> Werkinstructies: Hervat de passage over de Zwolse troepen op Blankeweer in 1404 en schrijf verder na de laatste zin ervan.

─── Geselecteerde passage ───

Ook de Zwollenaren waren wederom actief betrokken: 50 man met paarden en wagens bevonden zich namens de stad Zwolle in Drenthe tussen circa 15 juni en 12 juli. Net als Deventer hadden de Zwollenaren daarnaast ook nog 20 man naar Blankeweer gezonden; zij stonden onder leiding van Roelof Altghering en bleven aldaar zestien weken gestationeerd. Roelof werd daarna vervangen door Lubbert Essching die aldaar 29 weken met 20 soldaten bleef. Zowel Roelof als zijn opvolger Lubbert waren volgens beide rekeningen achtereenvolgens kastelein op Blankeweer. Daaruit kan worden geconcludeerd dat in 1404 steeds de aanvoerder van het Zwolse leger het opperbevel had op Blankeweer. In vergelijking tot Deventer was Zwolle meer vertegenwoordigd, want de Zwollenaren zonden tijdens de derde militaire expeditie in totaal 90 soldaten: 20 naar Blankeweer en 50 in Drenthe. Deventer stuurde uitsluitend 20 soldaten naar Blankeweer.

─── Gegevensuittreksel ───

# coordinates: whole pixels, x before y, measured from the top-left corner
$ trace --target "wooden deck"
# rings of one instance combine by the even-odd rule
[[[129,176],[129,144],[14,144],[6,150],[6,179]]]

───

> Eindresultaat:
1405
Met de vermelding dat de Groningers waren verslagen eindigen de kostenposten betreffende de oorlog in de Deventer stadsrekeningen. Op de zaterdag na 10 oktober liep een stadsbode naar Lubeck, Staden en Hamburg om de daar wonende Deventenaren te laten weten dat de oorlog voorbij was. De Zwolse kameraars maken nog wel meldingen van kostenposten en reizen naar Blankeweer. Vooral de vierdaagse reis die begon op 13 mei geeft een interessante toevoeging op de Deventer stadsrekeningen. Tijdens die reis gingen de Zwollenaren namelijk niet alleen naar Blankeweer, maar ook naar Blankevoorde.